··· Source document ···
# SR-010: Recovery LoRA Training

**Version:** 1.0.0 | **Last Updated:** 2026-01-07 PST

Train lightweight LoRA adapters on quantized V2 models to recover accuracy.

**Training Modes:**
- `recover`: CE loss on raw text (default)
- `sft`: Supervised fine-tuning on instruction/response pairs
- `kd`: Knowledge distillation from teacher model

**Prerequisites:**
- Trained V2 QAT checkpoint (e.g., from SR-008)
- CUDA GPU (recommended: T4, A100, or L4)

**Changelog:**
- v1.0.0: Initial release with recover/sft/kd modes

## 1. Setup

In [None]:
# Mount Google Drive
from google.colab import drive
drive.mount('/content/drive')
···
In the recovery LoRA training notes, which training mode is the default? The lines that follow are not needed for anything here.
··· Dataset section ···
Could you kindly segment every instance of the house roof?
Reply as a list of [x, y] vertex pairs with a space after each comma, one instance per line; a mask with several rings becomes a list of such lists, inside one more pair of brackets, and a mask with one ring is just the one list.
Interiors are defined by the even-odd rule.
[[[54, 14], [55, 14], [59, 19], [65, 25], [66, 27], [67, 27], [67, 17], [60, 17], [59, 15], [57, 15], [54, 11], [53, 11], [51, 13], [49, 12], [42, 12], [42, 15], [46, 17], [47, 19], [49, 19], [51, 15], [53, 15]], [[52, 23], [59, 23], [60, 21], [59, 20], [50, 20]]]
···
Finished exercise -
The `recover` mode, which uses CE loss on raw text.